» Request 1
In the forum thread about motorhome parking and wild camping, on which island was the direct action being considered?
» Request 2
Carry on the forum thread about motorhome parking and wild camping from the point where it stops.

I saw the thread in question and indeed took part in it. He was considering direct action on the Island of Mull of all places. A place that does not have any issues with wild camping but many felt that carrying out such a campaign on a Scottish island where we are already welcome would have a negative effect. Some including myself questioned his motives. Nobody (well one) was obnoxious but that was him off and the next we heard from Phil the admin was that he was threatening legal action!

As said. He doesnt even have a motorhome although is does have a donate button or you can send him a cheque. So again. What are his motives?


----------



## 747 (Oct 2, 2009)

Bazbro said:


> I'm sincerely sorry and tender my apologies if I have misunderstood Andy's earlier comments and now this announcement by him, mistakenly linking them.
> 
> 
> 
> ...


Apology accepted and I hope you accept my apology in return for any good work you have done in this area. Unfortunately I am not as magnanimous as yourself. I regard anyone who does nothing yet moans about something is just a whinger and I have no time for them.

As for what I have done, I have been working with an employee of a County Council to put in place an Aire type facility. The problem is that his employers are anti-motorhome (anti parking of any sort really) and headway is slow. At the moment he has managed to allow overnight parking (at a small charge) but it is slightly under the Radar, that is why I have never gone public on any forum about it. I have pm'ed the odd forum member with the details but the worst thing would be unlimited vans arriving to stop over. There are enough with knowledge to demonstrate an income stream without any problems due to numbers. I have discussed the basic needs for an Aire facility but lack of money is the root of the problem. Northern Councils have been hit harder than most by this Government with cutbacks in funding.

» Recorded information
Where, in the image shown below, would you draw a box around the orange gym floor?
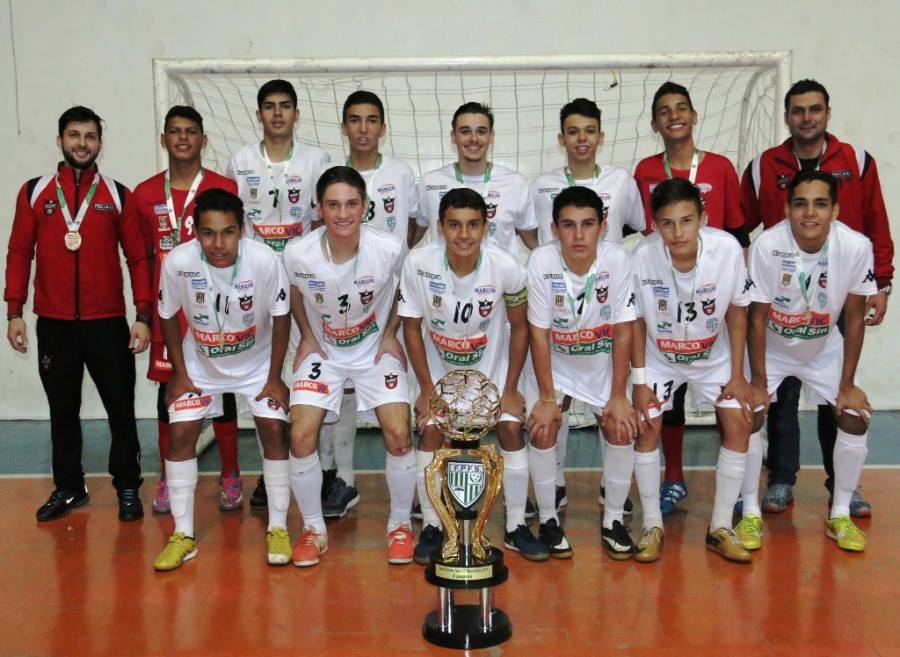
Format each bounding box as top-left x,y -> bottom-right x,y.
0,469 -> 900,657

» Final answer 1
The Island of Mull.

» Final answer 2
For anyone reading this thread, if you want to help then approach any local Trusts in your area, they are always looking for funding. Organisations such as Harbour Trusts, Railway Trusts (I might attend a motorhome rally at one of these next month) or similar. This is more liable to achieve a result than butting heads with Councillors.


----------



## Bazbro (May 9, 2005)

Of course apology accepted, 747. 
And congratulations for having more success with your chosen Council than I ever had with the English Tourist Board (useless), Surrey and Sussex County Councils (superficially helpful but then obstructive) and a few local councils in my then home area.


----------



## 747 (Oct 2, 2009)

Bazbro said:


> Of course apology accepted, 747.
> And congratulations for having more success with your chosen Council than I ever had with the English Tourist Board (useless), Surrey and Sussex County Councils (superficially helpful but then obstructive) and a few local councils in my then home area.


I know exactly what you mean.

I have also been there and would not waste my time approaching Councils direct. A sympathetic Councillor who is willing to speak on your behalf would be the only option I would follow nowadays ...... but where can you find one of those/ :lol:


----------



## StephandJohn (Sep 3, 2007)

There is a good parking area at Heysham (Lancs) but they had to put in height barriers and ban overnight parking because they had 12 vans of travellers turn up who refused to move on after a couple of days.


----------



## 113016 (Jun 5, 2008)

I think that many of us who have wilded for any length of time, do our bit for the cause, some quietly and some crowing attention.
Every little helps!
The ones that don't help are the abusers!


----------



## 91502 (May 1, 2005)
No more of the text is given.